* Start Record set *

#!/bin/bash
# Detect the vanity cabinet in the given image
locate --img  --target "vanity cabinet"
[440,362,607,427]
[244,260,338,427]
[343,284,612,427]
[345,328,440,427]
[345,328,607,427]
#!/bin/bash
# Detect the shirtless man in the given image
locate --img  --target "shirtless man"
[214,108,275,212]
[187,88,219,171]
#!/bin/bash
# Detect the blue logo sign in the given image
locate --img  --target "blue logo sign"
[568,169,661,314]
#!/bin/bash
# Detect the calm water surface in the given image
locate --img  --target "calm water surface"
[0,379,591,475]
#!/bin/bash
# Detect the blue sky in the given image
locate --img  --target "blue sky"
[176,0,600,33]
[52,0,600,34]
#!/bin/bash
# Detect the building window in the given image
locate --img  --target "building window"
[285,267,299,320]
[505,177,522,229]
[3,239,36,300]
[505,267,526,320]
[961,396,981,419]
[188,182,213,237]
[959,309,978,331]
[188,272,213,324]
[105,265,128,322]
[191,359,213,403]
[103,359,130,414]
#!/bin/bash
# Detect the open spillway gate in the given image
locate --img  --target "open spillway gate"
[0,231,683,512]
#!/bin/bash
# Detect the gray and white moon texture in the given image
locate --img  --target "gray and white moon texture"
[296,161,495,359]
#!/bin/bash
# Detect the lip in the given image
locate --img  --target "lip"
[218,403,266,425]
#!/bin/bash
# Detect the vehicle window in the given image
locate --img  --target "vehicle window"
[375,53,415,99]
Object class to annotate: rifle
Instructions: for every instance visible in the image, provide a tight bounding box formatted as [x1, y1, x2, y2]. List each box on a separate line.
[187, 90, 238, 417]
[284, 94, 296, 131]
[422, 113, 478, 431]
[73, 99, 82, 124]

* End Record set *

_Task goal_:
Reproduce all of the records above line for line, with nothing altered.

_Solution to the exercise_:
#!/bin/bash
# Detect the vanity cabinet in the given image
locate --img  --target "vanity cabinet"
[440,362,607,427]
[244,260,338,427]
[343,284,612,427]
[345,328,440,427]
[345,328,607,427]
#!/bin/bash
# Detect the shirtless man in the given image
locate --img  --target "shirtless man"
[214,108,275,212]
[187,88,219,171]
#!/bin/bash
# Detect the blue logo sign in the given image
locate --img  --target "blue logo sign"
[568,169,661,314]
#!/bin/bash
# Detect the calm water surface in the given image
locate --img  --target "calm water surface"
[0,379,591,475]
#!/bin/bash
# Detect the blue sky in the given image
locate --img  --target "blue sky"
[176,0,600,33]
[52,0,600,34]
#!/bin/bash
# Detect the building window in the given image
locate --img  --target "building window"
[285,267,299,320]
[505,177,522,229]
[3,239,36,300]
[505,267,526,320]
[961,396,981,419]
[188,182,213,237]
[959,309,978,331]
[188,272,213,324]
[105,265,128,322]
[191,359,213,403]
[103,359,130,414]
#!/bin/bash
# Detect the open spillway gate in the given image
locate --img  --target "open spillway gate"
[0,231,683,512]
#!/bin/bash
# Detect the gray and white moon texture in the given image
locate --img  --target "gray and white moon texture"
[296,161,495,359]
#!/bin/bash
# Detect the lip in the given image
locate --img  --target "lip"
[218,403,266,425]
#!/bin/bash
# Detect the vehicle window in the given image
locate --img  --target "vehicle window"
[375,53,415,99]
Object class to annotate: rifle
Instructions: for every instance visible in the image, provide a tight bounding box formatted as [x1, y1, x2, y2]. List each box on a separate line.
[187, 90, 238, 417]
[284, 94, 296, 131]
[422, 113, 478, 431]
[73, 99, 82, 124]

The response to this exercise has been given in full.